> Given request
Reproduce the records below in full and word for word, excluding pictures.

Records from a data collection:
* START *
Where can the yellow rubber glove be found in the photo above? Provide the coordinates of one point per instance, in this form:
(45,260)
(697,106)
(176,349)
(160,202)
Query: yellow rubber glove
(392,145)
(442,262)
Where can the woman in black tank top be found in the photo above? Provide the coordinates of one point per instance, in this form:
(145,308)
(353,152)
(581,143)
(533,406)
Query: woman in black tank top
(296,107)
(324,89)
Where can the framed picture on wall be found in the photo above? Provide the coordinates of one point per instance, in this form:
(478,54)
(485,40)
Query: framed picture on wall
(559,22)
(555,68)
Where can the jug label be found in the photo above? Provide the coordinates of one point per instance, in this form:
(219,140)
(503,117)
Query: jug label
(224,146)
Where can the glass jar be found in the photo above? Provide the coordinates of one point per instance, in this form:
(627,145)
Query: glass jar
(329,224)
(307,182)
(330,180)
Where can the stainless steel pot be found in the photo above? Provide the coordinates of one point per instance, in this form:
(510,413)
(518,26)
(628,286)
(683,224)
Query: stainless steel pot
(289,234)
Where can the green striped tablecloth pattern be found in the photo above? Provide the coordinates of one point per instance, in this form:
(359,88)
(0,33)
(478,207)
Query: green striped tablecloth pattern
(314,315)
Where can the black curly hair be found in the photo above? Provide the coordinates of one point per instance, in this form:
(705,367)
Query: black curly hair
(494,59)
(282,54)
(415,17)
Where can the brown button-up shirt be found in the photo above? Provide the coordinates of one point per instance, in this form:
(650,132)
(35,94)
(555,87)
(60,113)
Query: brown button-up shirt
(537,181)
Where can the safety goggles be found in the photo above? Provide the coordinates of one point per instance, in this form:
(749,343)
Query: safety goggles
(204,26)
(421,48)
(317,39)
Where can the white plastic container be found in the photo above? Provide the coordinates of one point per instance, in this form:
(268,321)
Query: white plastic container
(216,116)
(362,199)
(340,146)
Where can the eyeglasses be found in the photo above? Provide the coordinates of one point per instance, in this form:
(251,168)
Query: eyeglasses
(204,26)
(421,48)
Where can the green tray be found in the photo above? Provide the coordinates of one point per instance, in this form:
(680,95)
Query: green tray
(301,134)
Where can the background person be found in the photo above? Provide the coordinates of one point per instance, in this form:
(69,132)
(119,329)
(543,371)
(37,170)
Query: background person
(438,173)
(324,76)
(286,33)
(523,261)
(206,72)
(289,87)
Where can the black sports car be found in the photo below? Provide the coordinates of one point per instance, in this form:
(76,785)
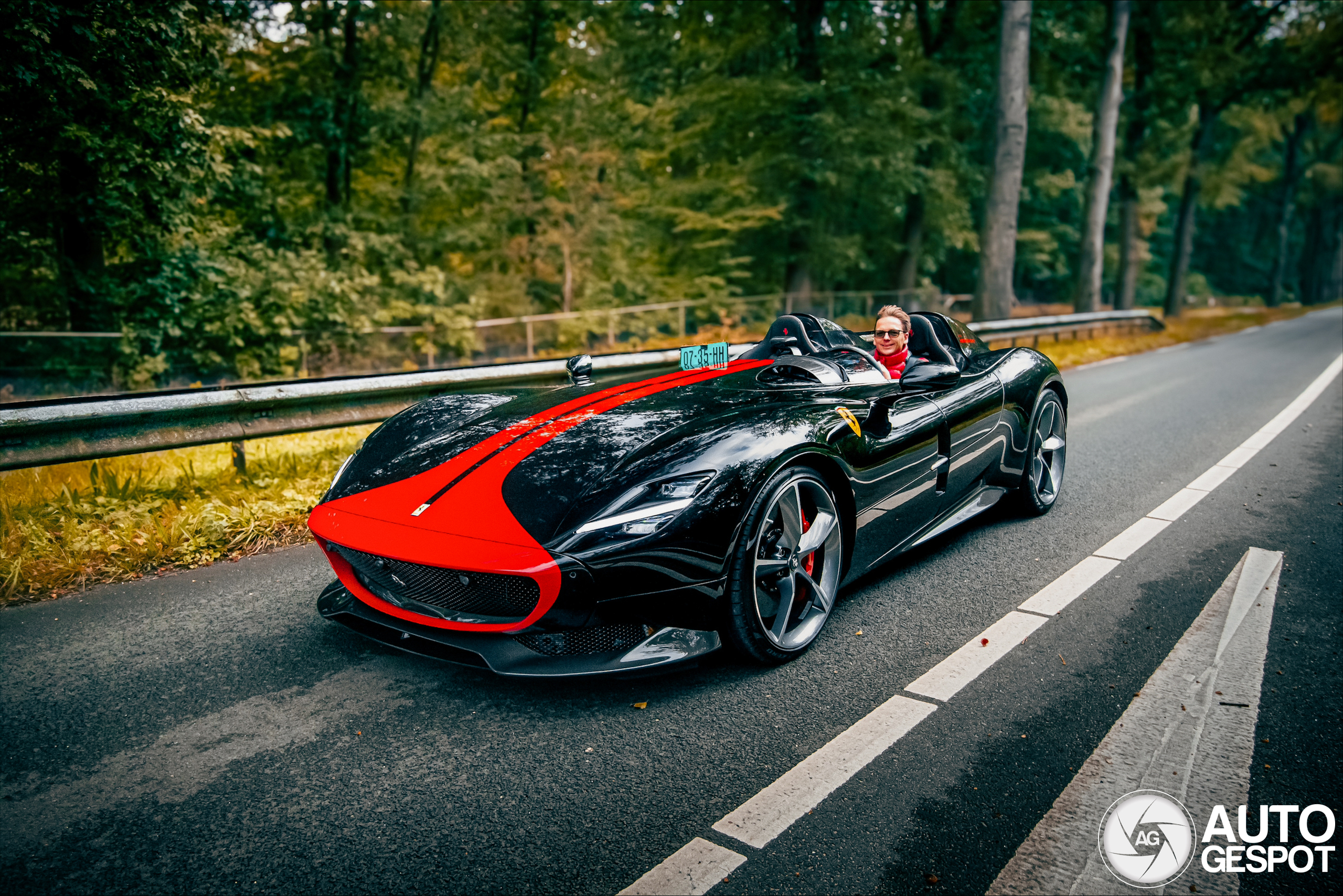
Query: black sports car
(589,530)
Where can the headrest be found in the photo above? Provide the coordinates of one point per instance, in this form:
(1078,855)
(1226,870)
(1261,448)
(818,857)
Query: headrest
(787,327)
(923,342)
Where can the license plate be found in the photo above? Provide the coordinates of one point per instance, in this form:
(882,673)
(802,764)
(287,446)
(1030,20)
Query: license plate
(697,356)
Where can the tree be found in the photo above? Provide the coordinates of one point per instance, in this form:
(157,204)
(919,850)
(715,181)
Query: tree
(1091,265)
(998,246)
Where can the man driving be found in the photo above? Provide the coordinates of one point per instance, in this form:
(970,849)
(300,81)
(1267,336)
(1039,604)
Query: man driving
(892,339)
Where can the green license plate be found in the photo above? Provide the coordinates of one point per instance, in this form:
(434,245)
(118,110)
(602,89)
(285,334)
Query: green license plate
(697,356)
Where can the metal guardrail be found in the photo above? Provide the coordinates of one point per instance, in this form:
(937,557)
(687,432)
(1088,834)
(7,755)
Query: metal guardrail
(1108,323)
(82,429)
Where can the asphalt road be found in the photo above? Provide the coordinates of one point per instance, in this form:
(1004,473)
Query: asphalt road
(209,732)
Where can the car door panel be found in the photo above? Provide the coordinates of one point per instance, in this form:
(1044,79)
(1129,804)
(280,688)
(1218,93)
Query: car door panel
(895,477)
(973,411)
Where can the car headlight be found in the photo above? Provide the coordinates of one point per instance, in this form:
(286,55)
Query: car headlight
(652,515)
(344,464)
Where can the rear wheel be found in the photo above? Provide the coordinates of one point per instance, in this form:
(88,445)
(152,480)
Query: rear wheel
(786,571)
(1042,478)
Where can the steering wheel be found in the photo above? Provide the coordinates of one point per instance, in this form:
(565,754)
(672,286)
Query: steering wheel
(871,358)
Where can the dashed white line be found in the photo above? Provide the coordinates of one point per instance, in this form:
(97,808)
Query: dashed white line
(801,789)
(1068,588)
(691,871)
(966,664)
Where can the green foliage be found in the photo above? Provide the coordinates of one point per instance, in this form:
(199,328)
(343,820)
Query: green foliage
(245,190)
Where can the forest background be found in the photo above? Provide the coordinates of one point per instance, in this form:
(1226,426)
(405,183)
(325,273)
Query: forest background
(242,187)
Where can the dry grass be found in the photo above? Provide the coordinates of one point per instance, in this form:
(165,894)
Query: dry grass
(70,526)
(1193,325)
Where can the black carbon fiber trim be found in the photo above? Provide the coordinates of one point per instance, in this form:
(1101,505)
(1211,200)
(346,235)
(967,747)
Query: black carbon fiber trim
(489,594)
(588,641)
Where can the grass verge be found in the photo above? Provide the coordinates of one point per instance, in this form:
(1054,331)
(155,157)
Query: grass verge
(71,526)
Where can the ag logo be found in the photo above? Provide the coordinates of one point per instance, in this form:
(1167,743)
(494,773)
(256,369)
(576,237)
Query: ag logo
(852,421)
(1146,839)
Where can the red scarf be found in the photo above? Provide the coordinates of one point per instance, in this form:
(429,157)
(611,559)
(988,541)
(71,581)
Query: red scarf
(895,363)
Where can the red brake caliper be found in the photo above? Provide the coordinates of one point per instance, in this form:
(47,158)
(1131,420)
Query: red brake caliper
(810,563)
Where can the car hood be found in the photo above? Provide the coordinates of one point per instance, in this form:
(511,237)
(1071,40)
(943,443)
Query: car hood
(528,465)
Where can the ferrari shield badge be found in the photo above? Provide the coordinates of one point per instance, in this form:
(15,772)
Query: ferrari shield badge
(695,358)
(852,421)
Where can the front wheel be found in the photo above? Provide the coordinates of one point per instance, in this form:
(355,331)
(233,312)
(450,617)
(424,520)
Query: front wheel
(786,570)
(1042,478)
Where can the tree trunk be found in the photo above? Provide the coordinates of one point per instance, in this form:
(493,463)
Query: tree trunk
(425,77)
(1322,255)
(80,243)
(1284,219)
(908,273)
(798,277)
(1130,246)
(1185,221)
(340,133)
(1092,264)
(1130,253)
(998,246)
(567,291)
* END *
> The result
Where can the yellow rubber glove be found in the photo above? Provide the coordinates of one point per instance, in this form:
(45,260)
(697,106)
(176,349)
(160,202)
Query: yellow rubber glove
(392,145)
(442,262)
Where can the woman in black tank top be found in the photo above? Provide the coordinates of one point per instance, in this form:
(145,308)
(353,152)
(581,143)
(533,406)
Query: woman in black tank top
(296,107)
(324,89)
Where can the framed picture on wall be found in the photo above? Provide the coordinates of one point per instance, in this form:
(478,54)
(485,40)
Query: framed picture on wall
(559,22)
(555,68)
Where can the jug label be found in the photo above? Provide the coordinates of one point per instance, in this form:
(219,140)
(503,117)
Query: jug label
(224,146)
Where can the glass jar be found in the photo above? Provide the coordinates of one point per instance, in this form:
(627,145)
Query: glass jar
(329,224)
(307,182)
(330,180)
Where can the stainless steel pot be found in the photo above? Provide the coordinates of one point per instance, in this form:
(510,413)
(518,26)
(628,286)
(683,224)
Query: stainless steel pot
(289,234)
Where can the green striped tablecloth pattern be found in the photo above? Provide the coordinates of one point per instance, in this form:
(359,88)
(0,33)
(478,207)
Query: green striped tablecloth pattern
(314,315)
Where can the black curly hair be found in the photo above? Provide the coordinates of one point per instance, in this form:
(705,367)
Query: black curly hair
(494,59)
(282,54)
(415,17)
Where can the brown button-up shirt be found in the photo above? Provide the coordinates of one point per instance, in this form:
(650,132)
(35,94)
(555,87)
(60,113)
Query: brown button-up shirt
(537,181)
Where can the safety goggles be found in the photo above? Provide the coordinates of one point per instance, in this form:
(749,343)
Query: safety goggles
(204,26)
(421,48)
(317,39)
Where can the white plastic container be found in the photo above? Provide the coordinates of one point per instance, in this form:
(268,321)
Query: white plastic container
(216,116)
(362,199)
(340,146)
Where can the eyeglasses be found in the photo above? Provide the coordinates of one point per instance, in this form:
(251,168)
Query: eyeglasses
(204,26)
(421,48)
Where can the green tray be found in the photo above? Provide the coordinates of one point per instance, in this form:
(680,95)
Query: green tray
(301,134)
Where can the background person be found in the photo above? Provide the coordinates of one point per instance, in this form:
(69,132)
(119,329)
(543,371)
(37,170)
Query: background person
(438,173)
(324,76)
(286,33)
(523,261)
(206,72)
(289,87)
Where can the black sports car be found in the photo below? Provide the coordinates of one point per instance, in this form:
(76,785)
Query: black sports car
(589,530)
Where can the headrest be found in the photo above? Provide the coordinates of one point per instance, in this form:
(1078,855)
(1226,870)
(1261,448)
(818,857)
Query: headrest
(787,327)
(923,342)
Where can the license plate be found in the photo above? Provide the coordinates of one point per instance, in this form:
(882,673)
(802,764)
(287,446)
(1030,20)
Query: license plate
(697,356)
Where can the tree be found in the photo above? Provide the coordinates of one point per instance, in this form:
(157,204)
(919,850)
(715,181)
Query: tree
(1091,265)
(998,246)
Where can the man driving be found in the photo above? Provide the coordinates of one point per instance, in this form:
(970,849)
(300,81)
(1267,336)
(1039,604)
Query: man driving
(892,339)
Where can the green license plate be found in the photo above? Provide the coordinates of one point per instance, in this form:
(434,245)
(118,110)
(602,89)
(285,334)
Query: green license plate
(697,356)
Where can the metal guardrail be found in the photo above? Provide the coordinates of one point per instance, in this form:
(937,557)
(687,432)
(1088,834)
(7,755)
Query: metal guardrail
(1108,323)
(82,429)
Where can the asphalt road be found in the photo above? Provide the coordinates of one point per instance, in this form:
(1004,473)
Query: asphalt road
(209,732)
Where can the car door panel be found in the photo above? Provide the coordinates of one point per instance, in this form:
(1044,79)
(1129,804)
(280,688)
(1218,93)
Query: car door panel
(895,477)
(973,411)
Where can the car headlight be found in the photo above? Provide the coordinates of one point per instance, in this form:
(286,55)
Query: car headlight
(652,515)
(344,464)
Where can the rear wheel be found in the photo above? Provide the coordinates of one point per instance, in this form:
(88,445)
(152,480)
Query: rear wheel
(786,571)
(1042,478)
Where can the steering wheel be found in the photo above? Provide the coordinates of one point per instance, in this form:
(565,754)
(672,286)
Query: steering wheel
(871,358)
Where can the dashed white line be found in the photo above? Provide the coordinates of one point per instance, in this form:
(97,808)
Query: dashed white line
(801,789)
(1068,588)
(691,871)
(966,664)
Where can the green foliage be found in the photo above? Provide the coordinates of one point per instance, in this form:
(199,328)
(343,820)
Query: green foliage
(245,190)
Where can the forest background be found in the photo above? Provide the coordinates of one point per instance, in this form:
(1226,426)
(405,183)
(325,273)
Query: forest background
(242,187)
Where can the dry grass be found in the photo above? Provide the coordinates of one point per instance, in this form:
(165,894)
Query: dry grass
(70,526)
(1193,325)
Where can the black carbon fiber trim be found in the photo above? Provide the coordinates of one point per instance, in this form:
(1101,505)
(1211,200)
(346,235)
(967,747)
Query: black carbon fiber trim
(489,594)
(588,641)
Where can the grass verge be found in the photo above? Provide the coordinates of one point per instance, in this form:
(1054,331)
(155,157)
Query: grass verge
(71,526)
Where can the ag logo be found in the photo above? Provide the coordinates of one point per instance, in this form:
(1167,743)
(494,773)
(256,369)
(576,237)
Query: ag logo
(852,421)
(1146,839)
Where can the red scarf be found in the photo above? Provide the coordinates of one point per instance, in this form:
(429,157)
(611,559)
(988,541)
(71,581)
Query: red scarf
(895,363)
Where can the red brake caliper be found in the photo above? Provide the coordinates of one point per instance, in this form:
(47,158)
(1131,420)
Query: red brake caliper
(810,563)
Where can the car hood be found in the photo above? Provide the coordinates of one point per instance, in this form:
(511,237)
(1071,40)
(943,443)
Query: car hood
(528,465)
Where can the ferrari shield badge be found in the photo above? Provide the coordinates of one point per instance, in this form:
(15,772)
Query: ferrari shield badge
(695,358)
(852,421)
Where can the front wheel be found in the photo above? Provide the coordinates of one point per instance, in this form:
(355,331)
(233,312)
(450,617)
(424,520)
Query: front wheel
(786,570)
(1042,478)
Where can the tree trunk be found in the photo above? Provide the coordinates of one point per instance, in this form:
(493,463)
Query: tree trunk
(425,77)
(1322,255)
(80,243)
(1284,219)
(908,273)
(798,277)
(1130,246)
(1185,221)
(340,133)
(1092,264)
(1130,253)
(998,246)
(567,291)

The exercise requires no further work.